» TEXT SEGMENT:

═══

No one can question of the power of Barack Obama’s public addresses. After nearly a decade with a president who can barely manage the English language, Obama is like a caffeine hit to an American public starved of the kind of inspirational rhetoric that sparks self belief.
What can we in sales learn from a junior Senator who has all but talked his way into the most powerful job in the world?
In her excellent article ‘The new Cicero’, published in the Guardian, Charlotte Higgins expounds the classical origins of Obama’s power.
Wait, wait, wait I hear you shout (that’s Anaphora by the way!) I don’t care about the Greeks and the Romans, I just want to sell!
Steady there Brutus; down Gladius for a moment and let’s see what’s in it for us productive sellers.
We are all about inspiring, right? And not just in managing our team, or dealing with colleagues; we inspire customers to buy our solutions. Sure, we engage with the prospect in a lot of ways, probing, uncovering pains and developing relationships, but at some point we have to present our product or service to the prospect’s decision-making unit: this may be a low-key affair, or it may be a full on, stand-up presentation with PowerPoint and a projector.

═══

» ROWS:
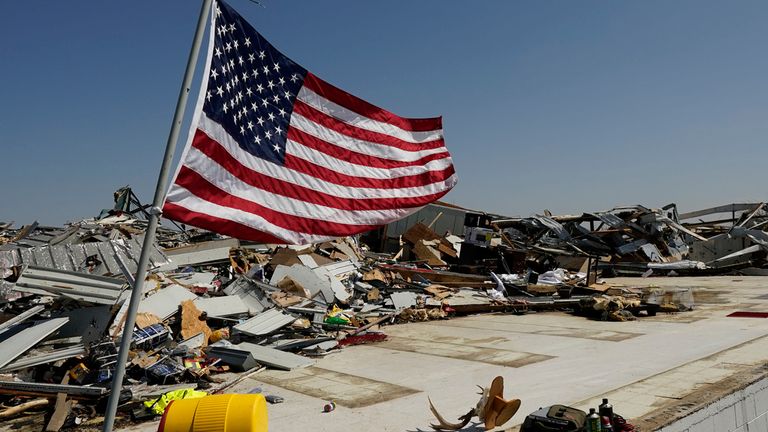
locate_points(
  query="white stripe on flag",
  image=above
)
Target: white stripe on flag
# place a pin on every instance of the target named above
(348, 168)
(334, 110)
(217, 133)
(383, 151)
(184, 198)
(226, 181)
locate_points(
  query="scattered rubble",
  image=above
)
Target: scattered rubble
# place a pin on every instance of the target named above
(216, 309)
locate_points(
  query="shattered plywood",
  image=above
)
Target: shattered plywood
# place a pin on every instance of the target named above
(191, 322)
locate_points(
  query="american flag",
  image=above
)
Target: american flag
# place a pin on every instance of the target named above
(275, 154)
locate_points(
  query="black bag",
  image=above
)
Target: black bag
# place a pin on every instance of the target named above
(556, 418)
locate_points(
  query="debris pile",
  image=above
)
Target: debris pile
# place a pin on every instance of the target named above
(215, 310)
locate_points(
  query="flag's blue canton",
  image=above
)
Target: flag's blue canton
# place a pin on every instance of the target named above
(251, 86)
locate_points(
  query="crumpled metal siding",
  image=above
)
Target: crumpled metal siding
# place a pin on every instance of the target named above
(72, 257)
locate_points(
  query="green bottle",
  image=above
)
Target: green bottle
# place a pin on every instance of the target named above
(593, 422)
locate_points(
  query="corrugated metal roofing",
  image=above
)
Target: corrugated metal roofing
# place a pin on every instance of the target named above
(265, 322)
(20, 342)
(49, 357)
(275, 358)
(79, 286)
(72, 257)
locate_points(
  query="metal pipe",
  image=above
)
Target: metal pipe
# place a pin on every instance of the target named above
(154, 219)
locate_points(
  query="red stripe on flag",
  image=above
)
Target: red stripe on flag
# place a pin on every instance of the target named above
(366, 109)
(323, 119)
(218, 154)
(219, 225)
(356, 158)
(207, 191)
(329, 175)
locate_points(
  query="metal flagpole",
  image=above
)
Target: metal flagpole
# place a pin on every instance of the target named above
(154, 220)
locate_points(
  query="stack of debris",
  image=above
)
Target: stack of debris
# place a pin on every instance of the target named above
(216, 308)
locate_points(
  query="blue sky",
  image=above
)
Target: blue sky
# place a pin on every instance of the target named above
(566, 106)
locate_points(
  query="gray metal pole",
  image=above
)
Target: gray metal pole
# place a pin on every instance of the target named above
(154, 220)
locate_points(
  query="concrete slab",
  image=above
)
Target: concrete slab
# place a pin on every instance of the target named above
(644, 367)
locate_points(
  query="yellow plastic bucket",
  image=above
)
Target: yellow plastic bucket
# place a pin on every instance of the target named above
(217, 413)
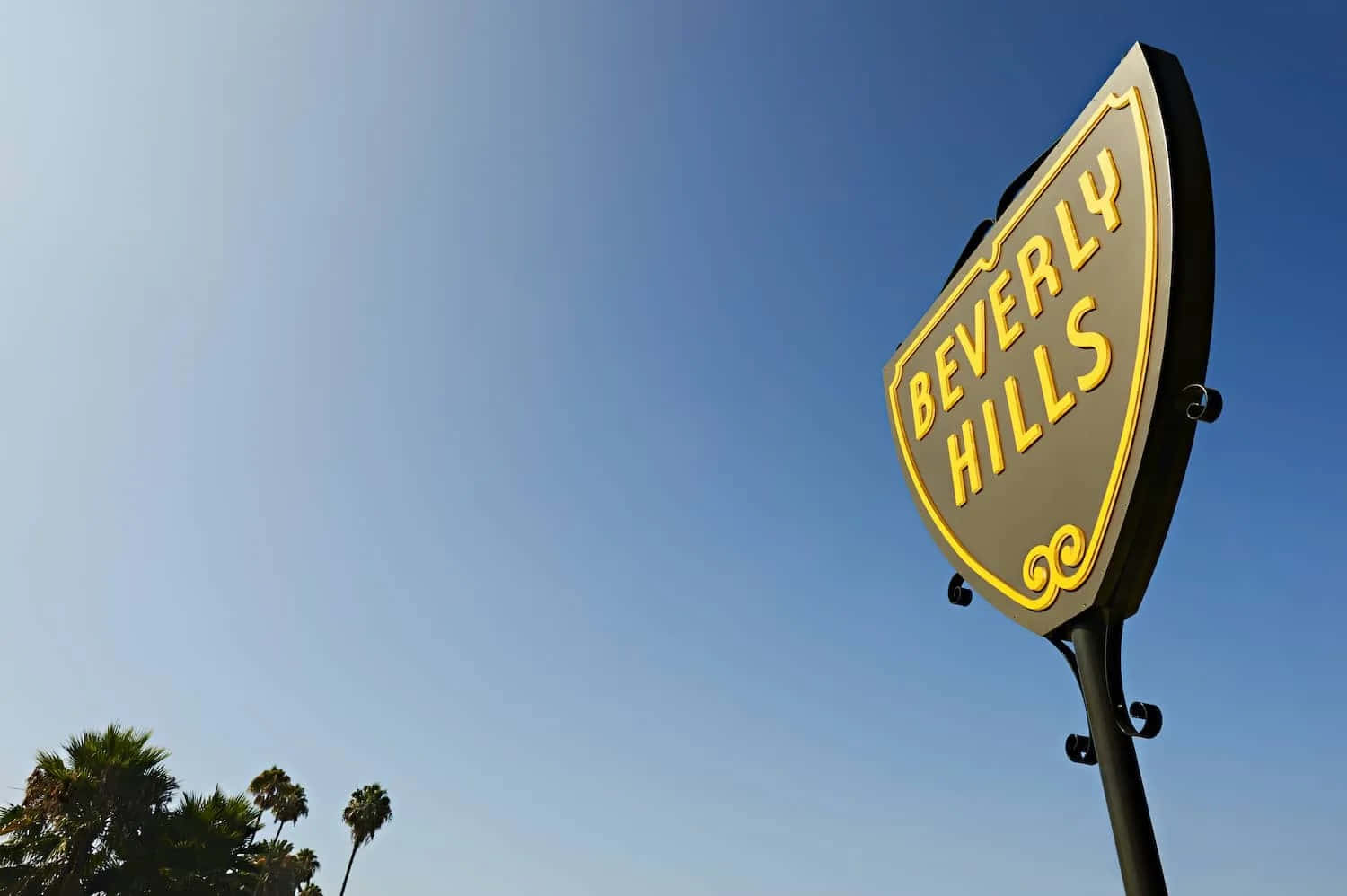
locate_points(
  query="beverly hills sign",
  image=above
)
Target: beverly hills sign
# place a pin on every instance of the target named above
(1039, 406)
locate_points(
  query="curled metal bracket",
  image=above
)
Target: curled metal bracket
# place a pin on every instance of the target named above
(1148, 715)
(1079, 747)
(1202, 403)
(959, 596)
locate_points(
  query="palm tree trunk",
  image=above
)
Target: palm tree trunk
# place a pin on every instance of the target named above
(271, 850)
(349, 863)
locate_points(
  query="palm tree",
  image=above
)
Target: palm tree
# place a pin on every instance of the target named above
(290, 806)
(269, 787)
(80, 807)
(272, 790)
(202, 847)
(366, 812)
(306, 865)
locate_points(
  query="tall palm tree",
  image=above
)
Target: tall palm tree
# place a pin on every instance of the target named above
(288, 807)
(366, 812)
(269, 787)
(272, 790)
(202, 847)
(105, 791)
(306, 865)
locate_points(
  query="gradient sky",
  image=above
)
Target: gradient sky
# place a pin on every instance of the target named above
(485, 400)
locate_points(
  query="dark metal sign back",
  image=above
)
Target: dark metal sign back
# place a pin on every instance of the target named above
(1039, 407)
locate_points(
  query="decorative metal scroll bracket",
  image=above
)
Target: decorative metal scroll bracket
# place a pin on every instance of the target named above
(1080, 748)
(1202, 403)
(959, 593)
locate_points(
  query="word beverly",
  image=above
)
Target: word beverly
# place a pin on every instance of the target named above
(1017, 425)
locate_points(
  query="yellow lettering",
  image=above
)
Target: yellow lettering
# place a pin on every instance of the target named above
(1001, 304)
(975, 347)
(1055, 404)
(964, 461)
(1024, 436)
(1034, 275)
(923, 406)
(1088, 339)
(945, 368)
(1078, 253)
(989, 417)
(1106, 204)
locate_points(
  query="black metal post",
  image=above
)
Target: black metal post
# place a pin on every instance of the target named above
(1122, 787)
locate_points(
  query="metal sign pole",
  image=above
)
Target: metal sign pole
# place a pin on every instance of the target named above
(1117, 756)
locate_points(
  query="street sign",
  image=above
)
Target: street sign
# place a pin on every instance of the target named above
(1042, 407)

═══

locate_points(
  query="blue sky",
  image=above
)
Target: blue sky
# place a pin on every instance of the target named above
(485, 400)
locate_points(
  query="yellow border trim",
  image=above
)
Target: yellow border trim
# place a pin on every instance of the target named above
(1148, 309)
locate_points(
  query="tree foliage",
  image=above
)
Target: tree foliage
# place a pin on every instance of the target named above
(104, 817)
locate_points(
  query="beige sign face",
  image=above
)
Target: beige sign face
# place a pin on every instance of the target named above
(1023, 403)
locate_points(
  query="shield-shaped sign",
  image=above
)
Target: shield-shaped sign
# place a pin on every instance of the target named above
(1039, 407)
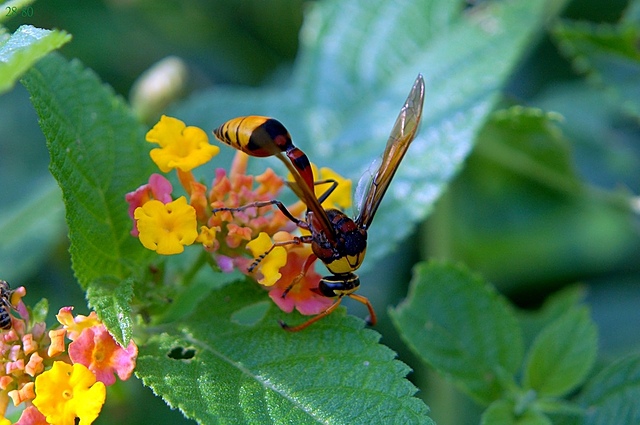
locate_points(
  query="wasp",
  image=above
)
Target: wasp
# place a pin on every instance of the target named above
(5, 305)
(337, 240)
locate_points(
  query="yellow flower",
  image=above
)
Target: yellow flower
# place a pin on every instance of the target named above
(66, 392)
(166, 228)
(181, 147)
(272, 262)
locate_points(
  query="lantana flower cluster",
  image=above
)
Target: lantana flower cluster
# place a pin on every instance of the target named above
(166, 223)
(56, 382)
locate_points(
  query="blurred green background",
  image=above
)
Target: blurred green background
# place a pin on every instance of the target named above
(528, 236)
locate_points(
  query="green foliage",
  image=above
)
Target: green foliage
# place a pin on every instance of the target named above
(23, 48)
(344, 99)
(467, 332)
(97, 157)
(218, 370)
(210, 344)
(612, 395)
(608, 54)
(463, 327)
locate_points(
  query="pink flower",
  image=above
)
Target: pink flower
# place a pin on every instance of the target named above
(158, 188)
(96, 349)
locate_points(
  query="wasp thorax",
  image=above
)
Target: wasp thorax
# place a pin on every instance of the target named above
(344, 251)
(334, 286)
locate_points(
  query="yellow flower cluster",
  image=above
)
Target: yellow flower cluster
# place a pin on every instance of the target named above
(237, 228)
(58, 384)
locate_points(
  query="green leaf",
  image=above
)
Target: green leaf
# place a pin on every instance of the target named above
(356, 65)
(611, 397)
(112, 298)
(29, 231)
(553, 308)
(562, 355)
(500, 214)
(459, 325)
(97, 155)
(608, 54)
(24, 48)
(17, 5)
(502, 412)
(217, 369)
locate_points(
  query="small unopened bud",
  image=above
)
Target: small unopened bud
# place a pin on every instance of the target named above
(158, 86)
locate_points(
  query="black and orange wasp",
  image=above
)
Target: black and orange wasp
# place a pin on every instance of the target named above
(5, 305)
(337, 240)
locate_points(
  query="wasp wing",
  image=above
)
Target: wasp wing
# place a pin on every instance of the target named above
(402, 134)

═══

Answer these questions about the article on sales lessons from Obama's speeches:
1. Who wrote "The new Cicero," and where was it published?
2. Which rhetorical device does the writer name for the shout "Wait, wait, wait"?
3. To whom must sellers eventually present their product or service?

» WORKED ANSWER:
1. Charlotte Higgins wrote it, and it was published in the Guardian.
2. Anaphora.
3. To the prospect's decision-making unit.